:: What you are asked to do ::
Your task is to return the line containing "the orange jersey" and each line after it through the end of the entries, exactly, with no other lines.

Data entries:
* * * * *

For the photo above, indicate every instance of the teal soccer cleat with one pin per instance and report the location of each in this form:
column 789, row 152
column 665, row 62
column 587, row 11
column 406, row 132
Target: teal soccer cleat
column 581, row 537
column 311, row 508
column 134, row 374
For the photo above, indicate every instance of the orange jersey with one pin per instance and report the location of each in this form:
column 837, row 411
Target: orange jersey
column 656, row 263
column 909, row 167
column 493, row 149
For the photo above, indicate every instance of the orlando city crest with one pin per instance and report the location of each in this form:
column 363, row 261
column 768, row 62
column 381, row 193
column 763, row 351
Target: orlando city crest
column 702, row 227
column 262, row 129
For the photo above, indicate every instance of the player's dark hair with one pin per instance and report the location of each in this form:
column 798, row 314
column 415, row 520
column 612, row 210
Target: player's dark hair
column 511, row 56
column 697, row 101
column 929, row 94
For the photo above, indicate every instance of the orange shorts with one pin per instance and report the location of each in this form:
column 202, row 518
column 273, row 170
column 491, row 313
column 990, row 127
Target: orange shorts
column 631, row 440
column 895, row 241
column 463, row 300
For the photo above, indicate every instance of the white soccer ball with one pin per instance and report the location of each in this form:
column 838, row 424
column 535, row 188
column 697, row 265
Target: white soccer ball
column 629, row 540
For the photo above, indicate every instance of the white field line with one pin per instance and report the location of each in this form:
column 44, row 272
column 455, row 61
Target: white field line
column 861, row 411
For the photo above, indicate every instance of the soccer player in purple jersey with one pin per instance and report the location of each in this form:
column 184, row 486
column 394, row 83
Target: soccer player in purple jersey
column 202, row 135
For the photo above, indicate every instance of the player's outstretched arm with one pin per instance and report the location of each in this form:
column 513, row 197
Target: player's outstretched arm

* * * * *

:: Solved exercise ::
For the photo above, indicate every instance of the orange jersey with one pin per instance and report the location of each in this form:
column 837, row 411
Target: orange jersey
column 656, row 263
column 909, row 167
column 493, row 149
For the photo above, indicate every instance of the orlando city crest with one pin per instance and report the location of each in this form:
column 363, row 261
column 768, row 62
column 381, row 193
column 763, row 351
Target: orlando city crest
column 702, row 227
column 262, row 129
For the photo above, indicate every instance of the player's dark hair with one pin per instance and report the location of each in this form:
column 798, row 314
column 415, row 520
column 612, row 210
Target: player's dark hair
column 511, row 56
column 697, row 101
column 929, row 94
For the photo above, indicate every instance of the orange shorts with one pin per instance and report the location of each in this form:
column 202, row 518
column 273, row 170
column 491, row 313
column 990, row 127
Target: orange shorts
column 631, row 440
column 895, row 241
column 463, row 300
For the photo above, indicate every instance of the white soccer ball with one pin per instance and report the location of each in this form:
column 838, row 424
column 535, row 188
column 697, row 265
Target: white soccer ball
column 629, row 540
For the photo above, indicate every instance of the white field line with one pin per instance and report the location of each in this form:
column 44, row 272
column 455, row 61
Target: white field line
column 861, row 411
For the photo above, indicate every instance of the soccer player in purple jersey with one pin per instance and report the location of each in this form:
column 184, row 486
column 394, row 83
Target: soccer player in purple jersey
column 202, row 135
For the photo above, indicate every instance of the player's outstretched arm with one pin per instance and report the location of each in this form:
column 513, row 197
Target: player's outstretched arm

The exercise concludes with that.